═════ Provided data ═════

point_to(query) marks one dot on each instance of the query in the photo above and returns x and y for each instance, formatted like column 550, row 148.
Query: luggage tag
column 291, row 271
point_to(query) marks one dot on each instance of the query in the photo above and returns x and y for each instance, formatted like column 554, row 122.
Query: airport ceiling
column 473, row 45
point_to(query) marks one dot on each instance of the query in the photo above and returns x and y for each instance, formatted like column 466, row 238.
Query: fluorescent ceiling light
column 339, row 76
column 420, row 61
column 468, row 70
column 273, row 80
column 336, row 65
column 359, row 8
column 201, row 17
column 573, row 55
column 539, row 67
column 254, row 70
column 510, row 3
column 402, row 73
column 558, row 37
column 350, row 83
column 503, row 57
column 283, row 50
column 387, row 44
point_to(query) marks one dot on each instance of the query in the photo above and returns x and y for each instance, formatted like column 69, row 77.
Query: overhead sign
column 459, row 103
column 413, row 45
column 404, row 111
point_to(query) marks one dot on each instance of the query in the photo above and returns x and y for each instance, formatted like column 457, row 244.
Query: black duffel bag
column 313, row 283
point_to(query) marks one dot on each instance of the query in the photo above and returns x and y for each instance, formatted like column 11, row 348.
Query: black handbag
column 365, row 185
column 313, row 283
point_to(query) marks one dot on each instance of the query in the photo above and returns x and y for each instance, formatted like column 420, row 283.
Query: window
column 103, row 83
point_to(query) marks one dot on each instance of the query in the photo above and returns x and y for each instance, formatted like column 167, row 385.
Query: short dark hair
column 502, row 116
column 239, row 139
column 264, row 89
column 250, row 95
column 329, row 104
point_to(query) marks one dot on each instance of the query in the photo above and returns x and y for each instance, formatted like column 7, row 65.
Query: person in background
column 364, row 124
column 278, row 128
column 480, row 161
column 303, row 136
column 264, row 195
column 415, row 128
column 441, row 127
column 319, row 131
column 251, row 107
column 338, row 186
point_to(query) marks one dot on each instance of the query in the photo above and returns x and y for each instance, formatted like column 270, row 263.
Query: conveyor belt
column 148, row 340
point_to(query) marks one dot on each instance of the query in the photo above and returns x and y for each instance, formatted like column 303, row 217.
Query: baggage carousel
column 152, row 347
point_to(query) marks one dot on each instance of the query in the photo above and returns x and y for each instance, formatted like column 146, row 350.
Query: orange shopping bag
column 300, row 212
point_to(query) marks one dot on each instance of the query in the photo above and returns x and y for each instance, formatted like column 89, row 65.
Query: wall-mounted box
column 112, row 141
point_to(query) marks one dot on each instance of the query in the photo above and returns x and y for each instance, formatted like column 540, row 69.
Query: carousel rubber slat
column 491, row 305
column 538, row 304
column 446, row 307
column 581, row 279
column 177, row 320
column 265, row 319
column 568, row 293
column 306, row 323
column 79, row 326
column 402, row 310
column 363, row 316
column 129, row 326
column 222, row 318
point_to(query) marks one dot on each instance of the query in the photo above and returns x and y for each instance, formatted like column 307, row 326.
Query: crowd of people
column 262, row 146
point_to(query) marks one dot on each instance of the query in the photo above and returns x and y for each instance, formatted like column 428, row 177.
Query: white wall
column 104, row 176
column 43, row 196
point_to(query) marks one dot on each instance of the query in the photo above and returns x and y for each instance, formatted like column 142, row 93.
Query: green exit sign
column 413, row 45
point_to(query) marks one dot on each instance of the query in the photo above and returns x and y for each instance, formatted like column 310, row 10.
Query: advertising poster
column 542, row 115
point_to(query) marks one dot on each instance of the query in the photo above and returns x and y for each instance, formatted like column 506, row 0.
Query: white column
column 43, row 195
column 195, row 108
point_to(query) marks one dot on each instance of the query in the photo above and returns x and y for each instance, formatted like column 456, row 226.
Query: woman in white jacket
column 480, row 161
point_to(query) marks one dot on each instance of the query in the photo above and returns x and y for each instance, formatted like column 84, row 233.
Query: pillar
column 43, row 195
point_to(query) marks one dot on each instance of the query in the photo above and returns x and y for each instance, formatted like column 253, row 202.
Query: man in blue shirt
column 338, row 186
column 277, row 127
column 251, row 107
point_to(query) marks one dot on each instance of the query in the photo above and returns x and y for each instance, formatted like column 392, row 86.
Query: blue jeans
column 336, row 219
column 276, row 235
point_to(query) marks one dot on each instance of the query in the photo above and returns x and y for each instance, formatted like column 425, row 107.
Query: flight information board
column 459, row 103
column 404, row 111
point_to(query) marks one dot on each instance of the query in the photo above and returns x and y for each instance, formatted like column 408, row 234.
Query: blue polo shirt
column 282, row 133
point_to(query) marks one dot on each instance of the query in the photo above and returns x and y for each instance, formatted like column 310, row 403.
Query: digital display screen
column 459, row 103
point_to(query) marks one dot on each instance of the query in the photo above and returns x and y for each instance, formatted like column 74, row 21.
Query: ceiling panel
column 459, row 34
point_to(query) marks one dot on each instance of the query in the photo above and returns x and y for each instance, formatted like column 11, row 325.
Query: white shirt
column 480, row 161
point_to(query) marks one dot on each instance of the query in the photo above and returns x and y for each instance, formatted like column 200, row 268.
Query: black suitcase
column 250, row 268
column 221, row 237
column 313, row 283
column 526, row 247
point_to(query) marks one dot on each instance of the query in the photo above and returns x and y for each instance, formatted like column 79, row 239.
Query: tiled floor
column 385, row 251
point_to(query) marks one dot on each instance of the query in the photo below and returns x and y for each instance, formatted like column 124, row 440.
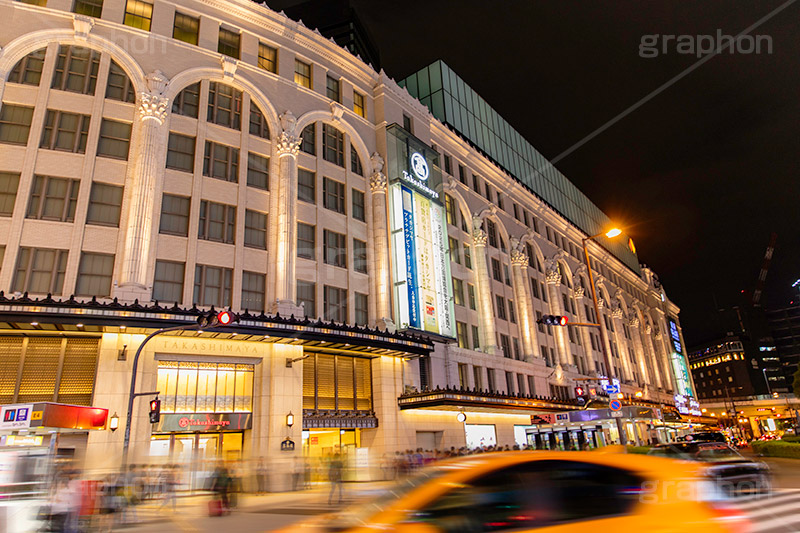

═════

> [Task instructions]: Set down word for word every line from the one containing "Query: white shirt" through the last line of the records above, both ends included. Leave out the pictures.

> [Answer to the problem]:
Query: white shirt
column 480, row 161
point_to(query) marks one dot on each instance of the query in the photo above and returns x and y for each instance, formatted like column 200, row 268.
Query: black suitcase
column 250, row 268
column 221, row 237
column 313, row 283
column 526, row 247
point_to(query) marks one dot on each instance of the query in the photo above and returns x and y for each instance, formatted like column 79, row 239.
Query: tiled floor
column 385, row 251
point_to(query) marks one dot on each instance of the query in the photo below and returns x and y for each instance, formatted like column 124, row 440.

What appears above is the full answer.